▶ _Action item 1_:
List each distinct place name that appears in the news report about the bombing near Armagh, giving each name once.
▶ _Action item 2_:
Carry on the news report about the bombing near Armagh, starting after its last sentence.

▶ _Selected passage_:
A 1,000-pound bomb detonated by terrorists hiding near a rural road in this border city exploded Tuesday, killing a Roman Catholic nun and three police officers, authorities said.
An anonymous caller claimed responsibility for the attack on behalf of the Irish Republican Army in a telephone call late Tuesday to a news organization in Belfast.
The caller said the IRA had killed the four people in a "military action" and expressed no regret over the nun's death.
The slaying of a nun would be widely seen as a major embarrassment for the mainly Catholic IRA, which in recent months has escalated its terror campaign aimed at driving the British out of Northern Ireland.
It was believed to be the first time a Catholic nun has been killed in 21 years of sectarian violence in British-run Northern Ireland.
The terrorist attack--one of the deadliest in Northern Ireland this year--aroused outrage among political and religious leaders on both sides of the Irish border.
"I know all the people of Ireland join me in my condemnation of this atrocity," Prime Minister Charles Haughey of the Irish Republic said in Dublin.
The bomb, placed in a culvert under the road, was detonated as an unmarked police car passed a hayfield two miles outside Armagh, police said. The nun and a female social worker were approaching in a small car, police said.

▶ _Records supplied_:
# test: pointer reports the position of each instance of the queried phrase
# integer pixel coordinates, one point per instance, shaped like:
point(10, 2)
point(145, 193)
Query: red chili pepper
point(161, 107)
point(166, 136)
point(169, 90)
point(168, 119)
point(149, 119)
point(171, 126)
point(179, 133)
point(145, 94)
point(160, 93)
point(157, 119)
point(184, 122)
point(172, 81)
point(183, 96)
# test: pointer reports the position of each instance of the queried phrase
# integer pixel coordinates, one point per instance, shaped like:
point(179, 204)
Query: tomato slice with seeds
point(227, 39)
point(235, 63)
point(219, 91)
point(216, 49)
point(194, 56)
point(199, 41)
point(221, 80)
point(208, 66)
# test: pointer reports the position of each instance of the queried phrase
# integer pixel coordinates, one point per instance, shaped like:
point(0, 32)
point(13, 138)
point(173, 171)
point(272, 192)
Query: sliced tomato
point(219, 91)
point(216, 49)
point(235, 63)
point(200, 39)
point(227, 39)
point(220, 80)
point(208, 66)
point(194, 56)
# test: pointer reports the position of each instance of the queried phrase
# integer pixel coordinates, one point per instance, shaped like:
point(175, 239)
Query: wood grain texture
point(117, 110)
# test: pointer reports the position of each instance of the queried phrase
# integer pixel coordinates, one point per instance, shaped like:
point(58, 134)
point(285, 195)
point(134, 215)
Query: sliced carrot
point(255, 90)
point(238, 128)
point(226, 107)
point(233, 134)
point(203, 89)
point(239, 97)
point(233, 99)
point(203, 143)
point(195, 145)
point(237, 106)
* * *
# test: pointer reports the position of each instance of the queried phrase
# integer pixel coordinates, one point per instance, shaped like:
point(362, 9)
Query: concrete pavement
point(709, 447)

▶ _Task answer 1_:
Belfast, Northern Ireland, Ireland, Irish Republic, Dublin, Armagh

▶ _Task answer 2_:
The blast hurled the police car into the air. It smashed into a hedge and landed on its roof, apparently killing the three policemen instantly.
"The ground shook beneath us, and it was accompanied by a very large explosion," said Paul Corr, the owner of a nearby gas station.
The nun, Sister Catherine Dunne, died later in a hospital. Her companion, whose name was not released, was listed in satisfactory condition, police said. No ages were available for the two women.
Police identified the Royal Ulster Constabulary officers who died in the attack as William Hanson, 37; David Sterritt, 34, and Joshua Willis, 35.
In Belfast, a police spokesman said an unknown number of gunmen took over a house about 400 yards from the road early Tuesday and held a married couple and their children at gunpoint until shortly before the 2 p.m. bombing.
Police said a detonating wire ran from the bomb through a freshly cut hayfield to a spot near the house.